THE TASK: Copy out each line featuring the string "metal" from the entries beneath.

SUPPLIED MATERIAL:
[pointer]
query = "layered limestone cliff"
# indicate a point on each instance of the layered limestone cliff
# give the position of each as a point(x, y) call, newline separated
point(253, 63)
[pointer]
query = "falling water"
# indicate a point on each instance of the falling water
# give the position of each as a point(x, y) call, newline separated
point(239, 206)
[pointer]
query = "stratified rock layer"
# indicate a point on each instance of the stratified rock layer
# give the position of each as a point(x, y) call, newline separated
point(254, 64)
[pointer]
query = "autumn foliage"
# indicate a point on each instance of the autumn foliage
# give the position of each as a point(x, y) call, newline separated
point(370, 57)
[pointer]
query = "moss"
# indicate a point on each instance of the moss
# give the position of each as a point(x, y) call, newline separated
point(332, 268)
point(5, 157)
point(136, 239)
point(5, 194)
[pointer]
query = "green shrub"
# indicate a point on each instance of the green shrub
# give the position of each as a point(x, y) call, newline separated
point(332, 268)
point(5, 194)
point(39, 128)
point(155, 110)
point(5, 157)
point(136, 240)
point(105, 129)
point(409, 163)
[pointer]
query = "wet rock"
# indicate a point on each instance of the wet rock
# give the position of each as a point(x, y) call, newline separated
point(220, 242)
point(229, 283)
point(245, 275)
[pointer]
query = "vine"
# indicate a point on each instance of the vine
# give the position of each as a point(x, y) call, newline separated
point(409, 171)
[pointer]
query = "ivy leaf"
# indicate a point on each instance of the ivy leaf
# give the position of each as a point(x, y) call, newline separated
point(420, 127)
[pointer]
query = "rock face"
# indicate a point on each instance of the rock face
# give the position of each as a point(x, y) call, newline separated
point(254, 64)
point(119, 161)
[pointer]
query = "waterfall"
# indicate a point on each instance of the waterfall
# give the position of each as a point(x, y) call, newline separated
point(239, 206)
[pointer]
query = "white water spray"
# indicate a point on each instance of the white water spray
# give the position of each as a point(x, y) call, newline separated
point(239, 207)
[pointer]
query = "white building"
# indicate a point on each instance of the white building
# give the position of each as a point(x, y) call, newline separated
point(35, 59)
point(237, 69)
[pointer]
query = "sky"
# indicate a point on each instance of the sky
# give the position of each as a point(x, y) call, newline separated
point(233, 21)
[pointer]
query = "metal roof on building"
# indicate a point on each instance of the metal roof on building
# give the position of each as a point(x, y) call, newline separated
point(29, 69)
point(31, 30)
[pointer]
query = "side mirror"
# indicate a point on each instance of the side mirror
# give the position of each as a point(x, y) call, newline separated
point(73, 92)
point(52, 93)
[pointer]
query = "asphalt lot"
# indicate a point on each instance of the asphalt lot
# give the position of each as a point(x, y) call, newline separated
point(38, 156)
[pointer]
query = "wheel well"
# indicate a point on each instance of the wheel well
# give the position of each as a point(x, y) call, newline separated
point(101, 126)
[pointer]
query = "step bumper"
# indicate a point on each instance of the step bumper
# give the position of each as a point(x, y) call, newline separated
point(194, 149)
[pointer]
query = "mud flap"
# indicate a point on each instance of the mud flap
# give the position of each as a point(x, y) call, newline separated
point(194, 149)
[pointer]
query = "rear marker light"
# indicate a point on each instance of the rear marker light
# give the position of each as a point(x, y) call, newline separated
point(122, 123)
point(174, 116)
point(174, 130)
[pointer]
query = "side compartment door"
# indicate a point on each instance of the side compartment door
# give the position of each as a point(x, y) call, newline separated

ANSWER FOR THIS EXERCISE:
query = "metal roof on building"
# indicate a point on each instance of the metal roof on building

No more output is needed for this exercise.